- To do:
Identify each line in the records below that contains the word "leaf", and reproduce every such line in full.

- Data supplied:
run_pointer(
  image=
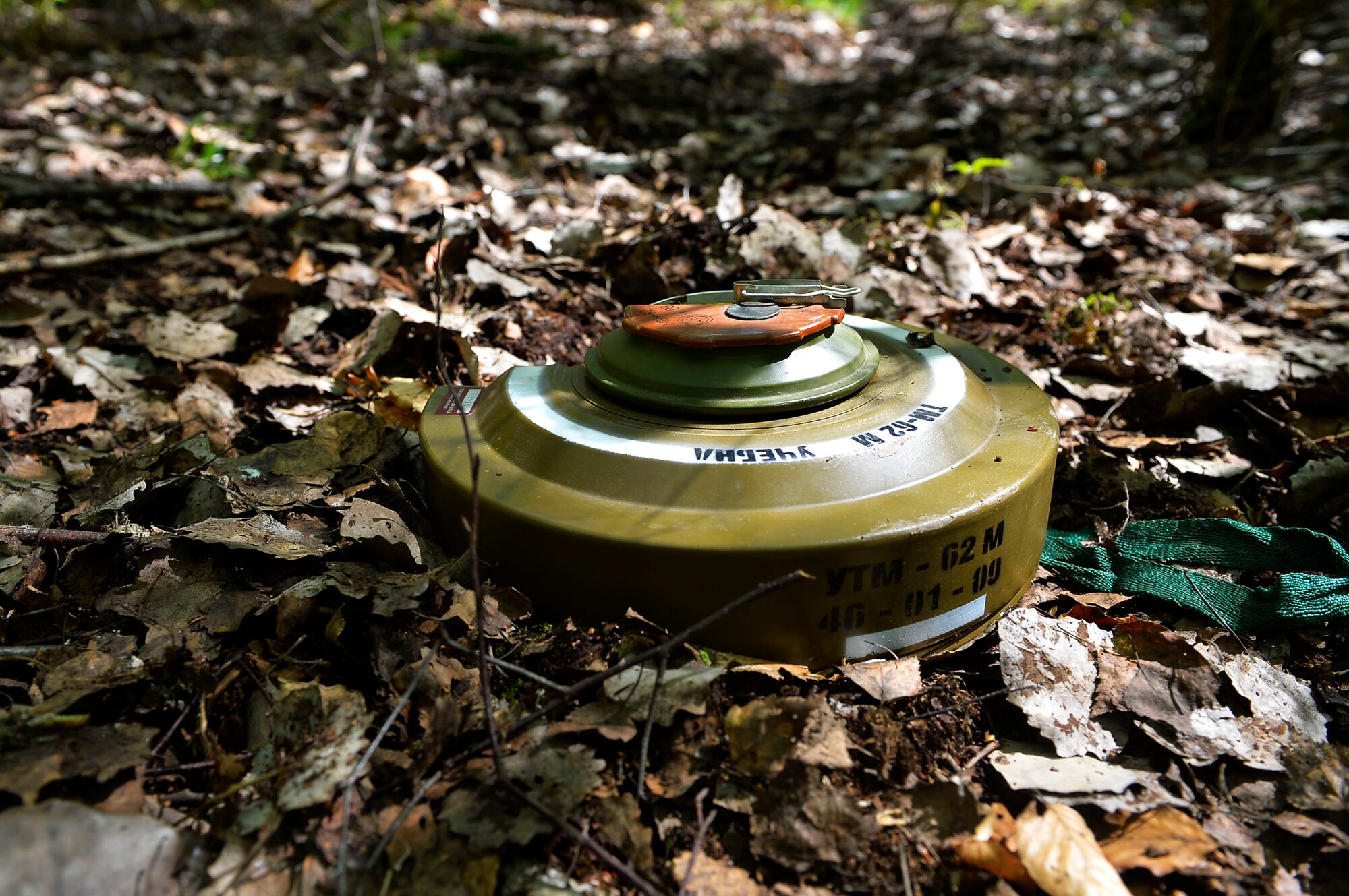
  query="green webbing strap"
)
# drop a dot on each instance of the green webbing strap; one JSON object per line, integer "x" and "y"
{"x": 1139, "y": 563}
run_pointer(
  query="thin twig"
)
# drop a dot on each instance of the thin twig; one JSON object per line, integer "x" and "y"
{"x": 1213, "y": 610}
{"x": 503, "y": 664}
{"x": 637, "y": 659}
{"x": 368, "y": 125}
{"x": 173, "y": 729}
{"x": 119, "y": 253}
{"x": 704, "y": 823}
{"x": 63, "y": 188}
{"x": 373, "y": 10}
{"x": 971, "y": 702}
{"x": 350, "y": 784}
{"x": 440, "y": 297}
{"x": 905, "y": 866}
{"x": 647, "y": 729}
{"x": 583, "y": 838}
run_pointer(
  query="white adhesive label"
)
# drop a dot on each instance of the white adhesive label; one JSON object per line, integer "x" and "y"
{"x": 907, "y": 636}
{"x": 946, "y": 393}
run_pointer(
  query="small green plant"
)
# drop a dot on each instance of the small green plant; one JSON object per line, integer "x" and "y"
{"x": 208, "y": 156}
{"x": 44, "y": 13}
{"x": 1084, "y": 322}
{"x": 846, "y": 13}
{"x": 940, "y": 214}
{"x": 979, "y": 167}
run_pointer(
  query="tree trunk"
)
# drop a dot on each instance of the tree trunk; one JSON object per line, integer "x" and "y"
{"x": 1242, "y": 95}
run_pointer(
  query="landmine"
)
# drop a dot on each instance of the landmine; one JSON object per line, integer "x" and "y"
{"x": 725, "y": 439}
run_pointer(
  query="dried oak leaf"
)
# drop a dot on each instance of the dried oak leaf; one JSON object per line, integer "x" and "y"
{"x": 766, "y": 733}
{"x": 1174, "y": 688}
{"x": 1054, "y": 661}
{"x": 713, "y": 877}
{"x": 801, "y": 819}
{"x": 988, "y": 847}
{"x": 1164, "y": 841}
{"x": 180, "y": 338}
{"x": 886, "y": 680}
{"x": 262, "y": 533}
{"x": 28, "y": 502}
{"x": 382, "y": 532}
{"x": 87, "y": 752}
{"x": 1062, "y": 856}
{"x": 109, "y": 661}
{"x": 1319, "y": 776}
{"x": 316, "y": 731}
{"x": 558, "y": 775}
{"x": 67, "y": 415}
{"x": 280, "y": 477}
{"x": 685, "y": 688}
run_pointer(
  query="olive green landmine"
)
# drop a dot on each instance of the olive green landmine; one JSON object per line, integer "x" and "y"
{"x": 919, "y": 502}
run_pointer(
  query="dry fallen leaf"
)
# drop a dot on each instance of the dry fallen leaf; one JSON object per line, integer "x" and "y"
{"x": 67, "y": 415}
{"x": 1056, "y": 664}
{"x": 988, "y": 847}
{"x": 764, "y": 734}
{"x": 887, "y": 680}
{"x": 714, "y": 877}
{"x": 1062, "y": 856}
{"x": 1164, "y": 841}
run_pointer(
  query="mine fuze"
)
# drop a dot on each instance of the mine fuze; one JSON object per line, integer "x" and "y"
{"x": 725, "y": 439}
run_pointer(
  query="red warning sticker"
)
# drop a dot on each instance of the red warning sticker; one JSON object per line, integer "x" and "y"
{"x": 459, "y": 400}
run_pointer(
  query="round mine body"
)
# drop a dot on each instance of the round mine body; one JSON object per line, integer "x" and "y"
{"x": 918, "y": 501}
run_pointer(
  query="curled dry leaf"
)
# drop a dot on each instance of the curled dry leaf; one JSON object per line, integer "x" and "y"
{"x": 1164, "y": 841}
{"x": 887, "y": 680}
{"x": 180, "y": 338}
{"x": 381, "y": 531}
{"x": 260, "y": 533}
{"x": 764, "y": 734}
{"x": 714, "y": 877}
{"x": 1062, "y": 856}
{"x": 988, "y": 847}
{"x": 1056, "y": 664}
{"x": 683, "y": 688}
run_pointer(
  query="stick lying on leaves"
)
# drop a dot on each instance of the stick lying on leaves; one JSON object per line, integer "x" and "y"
{"x": 41, "y": 537}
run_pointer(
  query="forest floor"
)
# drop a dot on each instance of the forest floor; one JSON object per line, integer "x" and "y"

- Solution:
  query="dried oak leaf"
# drop a dot on each instance of the dried oak leaf; one JSON object per line, integer "x" and "y"
  query="dry fallen leaf"
# drop a dot on each instance of the dry fallen leaf; one JSON object per line, integer "x" and "y"
  query="curled dry leaf"
# drop a dot on each instance of the curled dry leaf; one JSON object per line, integer "x" and "y"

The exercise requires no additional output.